## TASK INSTRUCTIONS
Return the whole listing, keeping every character the same.

## DATA LISTING
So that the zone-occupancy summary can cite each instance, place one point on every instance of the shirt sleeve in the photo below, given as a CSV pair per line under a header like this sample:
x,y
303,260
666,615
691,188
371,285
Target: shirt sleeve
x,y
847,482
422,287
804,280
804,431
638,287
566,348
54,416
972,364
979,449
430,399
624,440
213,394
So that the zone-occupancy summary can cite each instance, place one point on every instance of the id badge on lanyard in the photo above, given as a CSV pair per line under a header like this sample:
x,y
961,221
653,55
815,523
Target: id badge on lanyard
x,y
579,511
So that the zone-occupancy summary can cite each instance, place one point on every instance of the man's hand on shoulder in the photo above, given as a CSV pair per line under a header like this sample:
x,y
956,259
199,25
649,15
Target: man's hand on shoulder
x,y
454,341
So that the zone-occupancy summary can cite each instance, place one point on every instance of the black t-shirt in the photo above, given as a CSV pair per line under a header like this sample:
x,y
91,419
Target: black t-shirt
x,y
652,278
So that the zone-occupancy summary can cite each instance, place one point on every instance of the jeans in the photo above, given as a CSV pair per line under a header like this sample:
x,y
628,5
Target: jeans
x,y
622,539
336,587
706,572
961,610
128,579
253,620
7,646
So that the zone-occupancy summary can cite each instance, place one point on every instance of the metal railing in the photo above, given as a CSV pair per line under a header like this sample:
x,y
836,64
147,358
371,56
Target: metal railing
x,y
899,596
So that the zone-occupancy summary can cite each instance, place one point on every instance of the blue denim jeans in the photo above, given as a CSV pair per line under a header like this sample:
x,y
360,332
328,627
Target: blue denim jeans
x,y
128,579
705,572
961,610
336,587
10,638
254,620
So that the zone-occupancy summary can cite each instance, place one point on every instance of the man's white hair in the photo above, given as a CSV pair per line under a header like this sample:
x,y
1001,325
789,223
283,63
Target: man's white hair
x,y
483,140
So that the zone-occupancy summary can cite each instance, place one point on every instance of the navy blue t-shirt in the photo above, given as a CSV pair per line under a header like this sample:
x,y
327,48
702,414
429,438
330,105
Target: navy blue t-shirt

## ANSWER TO THIS TASK
So that the zone-occupancy summary can cite each instance, place one point on every instance of the shirt sleeve in the photo below, given as a CSV pair per line under a header like this sample:
x,y
303,260
666,615
691,188
371,285
Target: shirt sleeve
x,y
847,482
422,287
804,280
804,431
638,287
566,348
54,416
972,364
979,449
430,399
624,440
213,394
So that the zone-occupancy summary can cite each instance, place one point on every instance of the id badge on lanyard in the photo above, given as a CSV pair per line under a header like this sample:
x,y
961,221
653,55
815,523
Target: id badge on lanyard
x,y
579,511
So that the zone-occupancy summary can cite each instance, place one point on every instance of the man's hand on shoulder in the photo above, given as a CSV pair per line under a header like this sample:
x,y
956,259
199,25
649,15
Target: man's hand on shoulder
x,y
454,341
So that the zone-occupancy summary can cite each instance, place one point on every instance of the black t-shirt in the photo above, given as a CSV pair per line under a header like this sample:
x,y
91,419
Target: black t-shirt
x,y
652,278
So that the zone-occupancy summary can cite each instance, place one point on every instance of the jeans in the photo above, given as a CSV pair per line under a header like this sample:
x,y
628,5
Target: jeans
x,y
622,539
336,587
706,572
961,610
128,579
253,620
7,646
So that the zone-occupancy summary can cite each instance, place one point on every instance of the metal railing in the photo above, given as a CSV pair per line under a header like this sample:
x,y
836,64
147,358
371,56
Target: metal railing
x,y
899,596
So that the zone-occupancy summary can cite each instance, place one point on every instance of the blue denim jeans in the photo above, given as a CSV pair per line under a header like this sample:
x,y
360,332
328,627
Target: blue denim jeans
x,y
128,579
705,572
961,610
336,587
10,638
254,620
So that the zone-occupancy summary can cite each instance, place one point on every instance of the man's white hair in the photo above, given as a CSV pair per line under a header like this sample:
x,y
1001,325
789,223
283,63
Target: man's white hair
x,y
483,140
So that the zone-occupancy summary can cite each instance, place one point on every instance of the navy blue t-shirt in the photo above, given as a CSV pair per line under a header like this sample:
x,y
327,48
702,414
429,438
330,105
Target: navy blue t-shirt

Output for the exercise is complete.